The data
╔══

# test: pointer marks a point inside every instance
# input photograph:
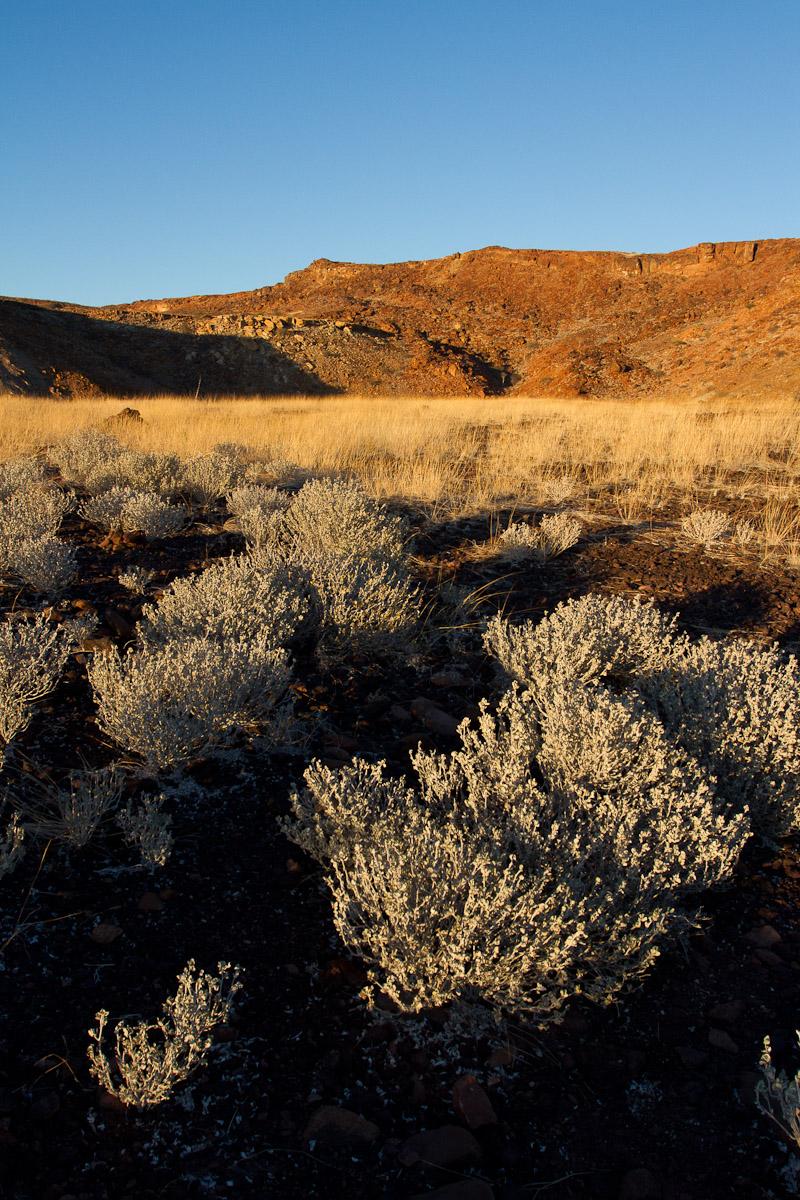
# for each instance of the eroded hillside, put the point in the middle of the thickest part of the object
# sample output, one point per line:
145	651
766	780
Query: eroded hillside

╚══

Exercise goal
Look through the entries for the string "instance". Every line that has it belongs in the answer.

Solution
# test: pointer marks a point inside every instance
# for each instance of the eroded hillside, put the point in the middle of the thickest part of the object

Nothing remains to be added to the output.